A block of data:
START

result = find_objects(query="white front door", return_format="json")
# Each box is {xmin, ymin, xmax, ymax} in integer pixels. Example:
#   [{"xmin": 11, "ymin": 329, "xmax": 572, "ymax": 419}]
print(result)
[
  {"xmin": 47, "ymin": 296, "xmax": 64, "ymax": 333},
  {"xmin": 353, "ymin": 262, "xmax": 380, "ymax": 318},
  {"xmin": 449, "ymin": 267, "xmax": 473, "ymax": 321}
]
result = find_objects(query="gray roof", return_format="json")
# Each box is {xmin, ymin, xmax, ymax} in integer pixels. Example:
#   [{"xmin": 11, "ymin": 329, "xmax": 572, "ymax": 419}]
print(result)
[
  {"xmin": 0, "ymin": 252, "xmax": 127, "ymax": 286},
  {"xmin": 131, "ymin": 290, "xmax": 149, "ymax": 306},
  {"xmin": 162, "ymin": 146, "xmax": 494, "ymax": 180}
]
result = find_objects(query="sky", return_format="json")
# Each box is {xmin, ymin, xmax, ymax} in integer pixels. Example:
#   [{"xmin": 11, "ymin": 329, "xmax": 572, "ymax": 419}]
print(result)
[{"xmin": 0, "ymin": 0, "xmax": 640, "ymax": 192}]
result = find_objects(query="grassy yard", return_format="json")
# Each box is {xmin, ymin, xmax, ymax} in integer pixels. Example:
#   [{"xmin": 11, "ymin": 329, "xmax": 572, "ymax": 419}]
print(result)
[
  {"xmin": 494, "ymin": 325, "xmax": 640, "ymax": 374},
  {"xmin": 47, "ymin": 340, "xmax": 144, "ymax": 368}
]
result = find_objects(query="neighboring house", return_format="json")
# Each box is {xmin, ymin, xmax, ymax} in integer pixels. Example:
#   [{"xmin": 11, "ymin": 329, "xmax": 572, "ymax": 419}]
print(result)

END

**WRITTEN INSTRUCTION:** Reproduce every row above, character for character.

**WRITTEN ANSWER:**
result = find_objects(query="white front door", return_format="json")
# Each box is {xmin, ymin, xmax, ymax} in integer pixels. Example:
#   [{"xmin": 11, "ymin": 329, "xmax": 572, "ymax": 419}]
print(result)
[
  {"xmin": 47, "ymin": 296, "xmax": 64, "ymax": 333},
  {"xmin": 353, "ymin": 262, "xmax": 380, "ymax": 318},
  {"xmin": 449, "ymin": 267, "xmax": 473, "ymax": 321}
]
result = find_objects(query="gray roof", return_format="json")
# Each box is {xmin, ymin, xmax, ymax} in integer pixels. Example:
#   [{"xmin": 11, "ymin": 329, "xmax": 572, "ymax": 419}]
print(result)
[
  {"xmin": 0, "ymin": 252, "xmax": 127, "ymax": 286},
  {"xmin": 131, "ymin": 290, "xmax": 149, "ymax": 306},
  {"xmin": 162, "ymin": 146, "xmax": 494, "ymax": 180}
]
result = find_objects(query="sky", return_format="json")
# Each box is {xmin, ymin, xmax, ymax} in integer pixels. Example:
#   [{"xmin": 11, "ymin": 329, "xmax": 572, "ymax": 419}]
print(result)
[{"xmin": 0, "ymin": 0, "xmax": 640, "ymax": 192}]
result = find_objects(query="grassy yard", return_format="json")
# Each box is {xmin, ymin, xmax, ymax} in integer pixels. Example:
#   [{"xmin": 11, "ymin": 329, "xmax": 572, "ymax": 419}]
print(result)
[
  {"xmin": 494, "ymin": 325, "xmax": 640, "ymax": 374},
  {"xmin": 47, "ymin": 340, "xmax": 144, "ymax": 368}
]
result = find_objects(query="neighboring house", return_format="json")
# Each box is {xmin, ymin, xmax, ymax} in integer pixels. Example:
#   [{"xmin": 11, "ymin": 329, "xmax": 572, "ymax": 419}]
print(result)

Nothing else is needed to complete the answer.